= Exercise data =

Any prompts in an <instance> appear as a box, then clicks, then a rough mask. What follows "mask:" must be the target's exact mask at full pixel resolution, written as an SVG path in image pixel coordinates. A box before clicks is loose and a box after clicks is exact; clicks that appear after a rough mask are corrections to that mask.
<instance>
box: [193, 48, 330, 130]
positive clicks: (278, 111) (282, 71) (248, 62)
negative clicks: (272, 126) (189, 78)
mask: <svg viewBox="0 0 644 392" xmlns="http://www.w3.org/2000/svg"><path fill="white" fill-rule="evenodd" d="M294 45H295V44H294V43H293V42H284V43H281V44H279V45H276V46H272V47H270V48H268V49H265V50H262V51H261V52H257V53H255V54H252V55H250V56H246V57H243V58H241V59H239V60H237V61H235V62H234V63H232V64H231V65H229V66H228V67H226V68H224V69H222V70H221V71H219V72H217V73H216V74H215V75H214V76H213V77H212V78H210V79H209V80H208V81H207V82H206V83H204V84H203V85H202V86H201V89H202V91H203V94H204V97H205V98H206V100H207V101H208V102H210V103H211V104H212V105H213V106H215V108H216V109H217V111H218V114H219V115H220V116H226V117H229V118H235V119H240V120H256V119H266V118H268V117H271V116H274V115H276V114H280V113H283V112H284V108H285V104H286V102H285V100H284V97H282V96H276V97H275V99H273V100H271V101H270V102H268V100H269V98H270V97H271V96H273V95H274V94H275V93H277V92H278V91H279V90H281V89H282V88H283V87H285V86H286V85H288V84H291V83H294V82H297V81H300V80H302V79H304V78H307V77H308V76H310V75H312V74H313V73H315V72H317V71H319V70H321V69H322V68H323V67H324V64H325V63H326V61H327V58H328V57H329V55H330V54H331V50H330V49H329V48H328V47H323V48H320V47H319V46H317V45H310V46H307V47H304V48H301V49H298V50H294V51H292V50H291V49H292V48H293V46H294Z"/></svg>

= Problem to solve =
Please return every entry exactly as it appears.

= Answer to the problem =
Any prompts in an <instance> appear as a box, then clicks, then a rough mask. What follows "mask:" must be the target's exact mask at full pixel resolution, written as an SVG path in image pixel coordinates. A box before clicks is loose and a box after clicks is exact; clicks that appear after a rough mask are corrections to that mask.
<instance>
box: [193, 48, 330, 130]
positive clicks: (278, 111) (282, 71) (248, 62)
negative clicks: (272, 126) (189, 78)
mask: <svg viewBox="0 0 644 392" xmlns="http://www.w3.org/2000/svg"><path fill="white" fill-rule="evenodd" d="M294 45H295V44H294V43H293V42H284V43H281V44H279V45H276V46H272V47H270V48H268V49H265V50H262V51H261V52H257V53H255V54H252V55H250V56H246V57H243V58H241V59H239V60H237V61H235V62H234V63H232V64H231V65H229V66H228V67H226V68H224V69H222V70H221V71H219V72H217V73H216V74H215V75H214V76H213V77H212V78H210V79H209V80H208V81H207V82H206V83H204V84H203V85H202V86H201V89H202V91H203V94H204V97H205V98H206V100H207V101H208V102H210V103H211V104H212V105H213V106H215V108H216V109H217V111H218V114H219V115H220V116H226V117H229V118H235V119H240V120H256V119H266V118H268V117H271V116H274V115H276V114H280V113H283V112H284V108H285V104H286V102H285V100H284V97H282V96H276V97H275V99H273V100H271V101H270V102H268V100H269V98H270V97H271V96H273V95H274V94H275V93H277V92H278V91H279V90H281V89H282V88H283V87H285V86H286V85H288V84H291V83H294V82H297V81H300V80H302V79H304V78H307V77H308V76H310V75H312V74H313V73H315V72H317V71H319V70H321V69H322V68H323V67H324V64H325V63H326V61H327V58H328V57H329V55H330V54H331V50H330V49H329V48H328V47H323V48H320V47H319V46H317V45H310V46H307V47H304V48H301V49H298V50H294V51H292V50H291V49H292V48H293V46H294Z"/></svg>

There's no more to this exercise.